→ **Page text**:
===============
Tuesday, July 21, 2020
My sad, empty classroom after I cleaned it up during my 3 hour window. We were not allowed in our rooms from March 16ish-end of May.
I don’t know if you are ready to talk about this, but I wanted to, to the very least, share my feelings at this juncture for posterity – as a sort of way to journal and remember where I am at this point. I understand if you want to skip today’s post, but I would also love some healthy dialogue in the comments.
I have conflicting feelings, you all. I feel a bit differently as a parent than I do as a school employee. I am relieved that my boys are finished with their k-12 education, because this is a very hard position to be in. I hear some of my social media friends and blog friends saying they are having to make a really tough choice right now – even though things are constantly changing – about whether their children should go to “school” or do school virtually. I use quotes because we all know this will be nowhere near normal. I read one of my long time bloggers who is now only on Instagram say that she decided to homeschool for this year. If it’s something you have always wanted to try, then I say this is a great time to try it.
But, I want to make a point – the fact that you can choose means that you are privileged to do so. Some people will not be able to choose – for many different reasons. And, I can’t even imagine the guilt if you feel like you made the “wrong” decision. This is a horrible position to be in.
Our beloved daycare/preschool we used from age 4 months – kindergarten has been open for quite some time and is doing well with the restrictions. Maybe the smaller groups are even better and should be our new normal. But, this means that some of their employees were let go or sent to other centers. There will always be some bad with the good. I heard on the news that we should let our daycare centers be our guides with how to do school. I’m not sure I totally agree with that. It’s a whole different ball game. I do think we should look to other countries and see how they got back to school or how they will get back to school.
If you are currently facing this decision, I feel for you. I think you need to look at your family’s situation – do you have anyone immuno-compromised? Is your child in need of the school even if it isn’t the same? How did your child do from March-May? What is your work situation and your husband’s work situation? Remember that schools, teachers, students, and parents were forced to quickly change everything up last March and that whatever happens virtually this year is sure to be much better and smoother for all involved. At least, I hope that it the case.
If you decide to or have to go virtually is it appropriate in your situation to open up your circle a bit more? I think it is. You may have a grandparent or aunt or neighbor or school small groups that you want to form. If you are able to have a set of guidelines and all are being careful and you are all on the same page, this may work for you. Some people might say that this is no different than going to school so why aren’t we in school, but I disagree. This is a much more controlled environment of your choosing. I have been amazed by the creativity that has come out of this experience – and maybe this is another opportunity to think outside the box and question if we should keep doing things the way we have always done them. Do what is right for you and your family is what I think.
===============
(Items listed in a dataset)
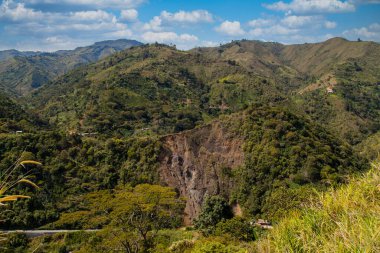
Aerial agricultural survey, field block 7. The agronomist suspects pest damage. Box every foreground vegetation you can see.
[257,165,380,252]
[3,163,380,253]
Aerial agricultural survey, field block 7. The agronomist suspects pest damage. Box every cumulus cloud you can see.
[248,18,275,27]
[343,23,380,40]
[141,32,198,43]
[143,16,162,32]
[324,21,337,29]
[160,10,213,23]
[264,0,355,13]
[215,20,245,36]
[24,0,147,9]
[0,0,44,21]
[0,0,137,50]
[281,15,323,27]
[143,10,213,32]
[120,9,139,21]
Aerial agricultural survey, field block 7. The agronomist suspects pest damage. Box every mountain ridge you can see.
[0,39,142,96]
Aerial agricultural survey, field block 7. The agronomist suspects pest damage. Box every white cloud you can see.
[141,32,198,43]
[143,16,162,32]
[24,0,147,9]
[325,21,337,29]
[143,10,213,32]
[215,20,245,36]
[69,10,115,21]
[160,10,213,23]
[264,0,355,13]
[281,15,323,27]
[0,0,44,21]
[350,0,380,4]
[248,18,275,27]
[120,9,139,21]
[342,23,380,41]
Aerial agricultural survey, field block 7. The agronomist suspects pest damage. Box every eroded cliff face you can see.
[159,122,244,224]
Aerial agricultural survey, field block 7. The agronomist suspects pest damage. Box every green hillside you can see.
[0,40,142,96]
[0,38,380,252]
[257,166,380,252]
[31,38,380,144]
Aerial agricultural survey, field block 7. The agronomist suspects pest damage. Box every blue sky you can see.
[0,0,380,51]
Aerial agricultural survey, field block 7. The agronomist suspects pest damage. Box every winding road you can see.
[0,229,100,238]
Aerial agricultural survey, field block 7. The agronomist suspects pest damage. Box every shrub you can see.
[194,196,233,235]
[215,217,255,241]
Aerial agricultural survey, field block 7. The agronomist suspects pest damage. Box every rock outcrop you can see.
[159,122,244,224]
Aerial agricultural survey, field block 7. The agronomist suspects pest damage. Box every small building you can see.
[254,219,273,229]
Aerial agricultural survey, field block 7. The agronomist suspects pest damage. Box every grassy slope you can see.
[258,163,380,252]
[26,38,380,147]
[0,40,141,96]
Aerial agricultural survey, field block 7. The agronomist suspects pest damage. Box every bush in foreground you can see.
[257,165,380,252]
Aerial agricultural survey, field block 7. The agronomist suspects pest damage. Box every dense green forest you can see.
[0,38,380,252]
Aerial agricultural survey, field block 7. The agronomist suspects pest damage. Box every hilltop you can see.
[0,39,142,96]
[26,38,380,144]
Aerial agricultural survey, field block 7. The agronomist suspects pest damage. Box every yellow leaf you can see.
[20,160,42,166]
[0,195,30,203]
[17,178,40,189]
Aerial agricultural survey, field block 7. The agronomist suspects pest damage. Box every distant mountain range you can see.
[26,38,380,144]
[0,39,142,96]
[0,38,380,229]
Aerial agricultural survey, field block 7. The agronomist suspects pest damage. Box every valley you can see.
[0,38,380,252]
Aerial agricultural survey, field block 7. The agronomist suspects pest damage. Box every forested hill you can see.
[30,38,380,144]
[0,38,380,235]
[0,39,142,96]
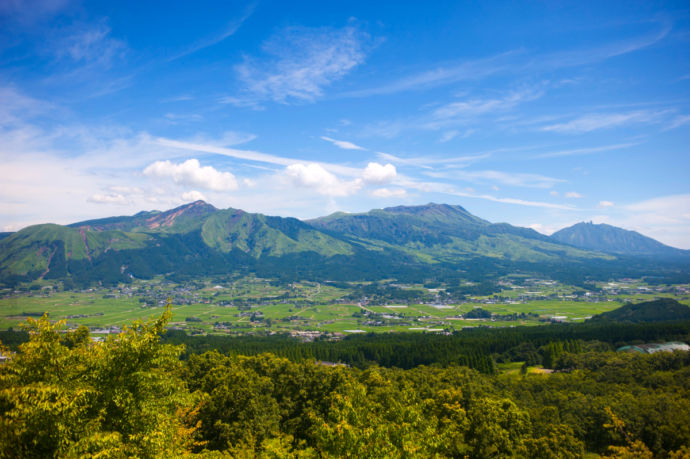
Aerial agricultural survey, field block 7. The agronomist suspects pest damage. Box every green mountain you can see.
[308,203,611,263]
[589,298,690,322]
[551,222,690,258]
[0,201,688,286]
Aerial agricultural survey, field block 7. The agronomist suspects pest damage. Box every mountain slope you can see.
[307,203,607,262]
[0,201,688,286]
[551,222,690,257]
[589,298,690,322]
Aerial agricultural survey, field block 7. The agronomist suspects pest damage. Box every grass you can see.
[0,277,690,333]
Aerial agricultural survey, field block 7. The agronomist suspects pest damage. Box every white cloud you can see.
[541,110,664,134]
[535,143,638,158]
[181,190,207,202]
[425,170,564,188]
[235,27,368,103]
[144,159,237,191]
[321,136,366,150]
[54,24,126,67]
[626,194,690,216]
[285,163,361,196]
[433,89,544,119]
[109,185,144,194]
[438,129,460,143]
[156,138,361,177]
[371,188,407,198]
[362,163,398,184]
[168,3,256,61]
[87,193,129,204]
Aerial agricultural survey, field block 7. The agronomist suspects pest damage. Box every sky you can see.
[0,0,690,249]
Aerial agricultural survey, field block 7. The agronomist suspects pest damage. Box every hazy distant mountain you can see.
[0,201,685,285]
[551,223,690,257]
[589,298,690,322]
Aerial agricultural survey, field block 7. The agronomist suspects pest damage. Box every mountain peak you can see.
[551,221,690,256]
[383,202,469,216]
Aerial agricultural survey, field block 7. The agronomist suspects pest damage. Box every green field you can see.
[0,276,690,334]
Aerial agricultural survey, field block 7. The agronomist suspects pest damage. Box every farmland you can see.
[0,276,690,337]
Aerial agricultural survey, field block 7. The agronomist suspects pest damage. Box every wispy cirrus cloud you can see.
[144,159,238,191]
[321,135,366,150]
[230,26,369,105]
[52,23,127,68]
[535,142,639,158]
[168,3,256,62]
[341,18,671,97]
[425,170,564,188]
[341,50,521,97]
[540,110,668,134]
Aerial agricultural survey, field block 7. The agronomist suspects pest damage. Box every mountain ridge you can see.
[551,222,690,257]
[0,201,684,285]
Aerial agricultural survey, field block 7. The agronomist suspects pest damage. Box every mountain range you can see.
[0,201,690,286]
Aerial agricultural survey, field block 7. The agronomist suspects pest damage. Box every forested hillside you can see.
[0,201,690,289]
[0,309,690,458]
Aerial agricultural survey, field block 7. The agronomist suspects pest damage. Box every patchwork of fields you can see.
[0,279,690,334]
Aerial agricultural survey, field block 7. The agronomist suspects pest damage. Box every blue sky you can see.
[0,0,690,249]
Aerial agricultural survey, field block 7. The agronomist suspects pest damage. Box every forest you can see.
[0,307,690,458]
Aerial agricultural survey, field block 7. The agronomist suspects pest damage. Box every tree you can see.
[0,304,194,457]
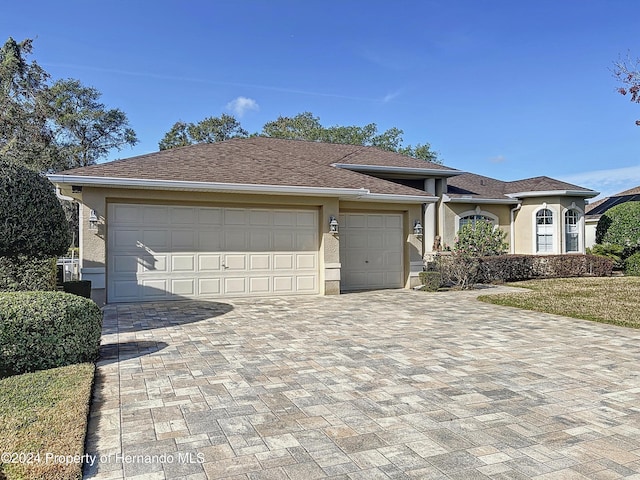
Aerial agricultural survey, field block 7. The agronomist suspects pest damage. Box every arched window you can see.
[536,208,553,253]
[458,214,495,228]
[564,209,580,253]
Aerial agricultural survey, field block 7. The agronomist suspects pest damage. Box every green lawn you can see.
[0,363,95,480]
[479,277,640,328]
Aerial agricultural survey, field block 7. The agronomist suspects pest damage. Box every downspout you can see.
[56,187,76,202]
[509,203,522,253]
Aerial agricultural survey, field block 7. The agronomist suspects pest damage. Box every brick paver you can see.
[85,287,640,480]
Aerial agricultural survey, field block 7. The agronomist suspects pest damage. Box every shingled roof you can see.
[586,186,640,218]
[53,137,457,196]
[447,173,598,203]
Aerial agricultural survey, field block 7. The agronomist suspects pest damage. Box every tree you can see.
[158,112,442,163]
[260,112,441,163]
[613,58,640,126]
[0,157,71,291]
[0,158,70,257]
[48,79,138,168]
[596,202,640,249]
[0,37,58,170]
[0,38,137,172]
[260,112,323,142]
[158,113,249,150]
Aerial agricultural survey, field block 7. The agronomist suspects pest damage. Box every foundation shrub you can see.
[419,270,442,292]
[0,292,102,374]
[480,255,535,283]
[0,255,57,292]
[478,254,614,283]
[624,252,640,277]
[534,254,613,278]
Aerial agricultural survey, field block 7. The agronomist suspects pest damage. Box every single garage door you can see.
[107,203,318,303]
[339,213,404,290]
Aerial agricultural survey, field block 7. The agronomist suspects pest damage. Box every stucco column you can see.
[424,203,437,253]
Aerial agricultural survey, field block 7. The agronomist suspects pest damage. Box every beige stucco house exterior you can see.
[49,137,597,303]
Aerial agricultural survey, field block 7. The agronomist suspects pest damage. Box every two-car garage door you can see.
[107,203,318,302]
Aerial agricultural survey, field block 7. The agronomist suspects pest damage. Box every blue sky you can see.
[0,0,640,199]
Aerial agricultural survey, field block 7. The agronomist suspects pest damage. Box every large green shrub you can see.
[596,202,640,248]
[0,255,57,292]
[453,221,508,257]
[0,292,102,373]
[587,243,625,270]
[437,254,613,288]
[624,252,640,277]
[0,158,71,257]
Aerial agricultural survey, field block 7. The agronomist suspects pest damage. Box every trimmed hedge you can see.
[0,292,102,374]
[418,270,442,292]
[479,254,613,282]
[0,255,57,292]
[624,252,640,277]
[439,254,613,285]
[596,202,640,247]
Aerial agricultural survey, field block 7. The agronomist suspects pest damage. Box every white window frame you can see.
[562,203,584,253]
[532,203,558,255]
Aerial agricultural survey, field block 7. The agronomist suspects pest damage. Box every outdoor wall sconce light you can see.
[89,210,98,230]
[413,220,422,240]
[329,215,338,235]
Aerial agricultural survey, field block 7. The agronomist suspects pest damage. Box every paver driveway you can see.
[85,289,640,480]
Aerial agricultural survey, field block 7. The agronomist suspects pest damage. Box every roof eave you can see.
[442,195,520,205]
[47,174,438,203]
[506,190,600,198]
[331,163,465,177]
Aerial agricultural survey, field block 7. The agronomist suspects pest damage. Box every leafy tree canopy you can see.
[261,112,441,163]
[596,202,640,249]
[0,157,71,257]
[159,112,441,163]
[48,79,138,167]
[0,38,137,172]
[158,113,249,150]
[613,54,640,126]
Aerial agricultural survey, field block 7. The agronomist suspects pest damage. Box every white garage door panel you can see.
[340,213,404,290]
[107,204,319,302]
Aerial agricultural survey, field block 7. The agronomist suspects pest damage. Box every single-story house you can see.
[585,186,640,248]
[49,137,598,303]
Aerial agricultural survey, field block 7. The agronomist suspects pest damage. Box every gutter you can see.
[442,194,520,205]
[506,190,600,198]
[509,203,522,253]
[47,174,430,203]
===============
→ **What to do**:
A – Transcribe the blog post from "Tuesday, July 21, 2020" up to and including "in the comments.".
B – According to the blog post, how long was the window the writer had to clean up the classroom?
C – Drawing on the blog post, explain why the writer puts the word "school" in quotation marks.

→ **Solution set**:
A –
Tuesday, July 21, 2020
My sad, empty classroom after I cleaned it up during my 3 hour window. We were not allowed in our rooms from March 16ish-end of May.
I don’t know if you are ready to talk about this, but I wanted to, to the very least, share my feelings at this juncture for posterity – as a sort of way to journal and remember where I am at this point. I understand if you want to skip today’s post, but I would also love some healthy dialogue in the comments.

B – Three hours.

C – The writer uses quotation marks because everyone knows that in-person school this year will be nowhere near normal.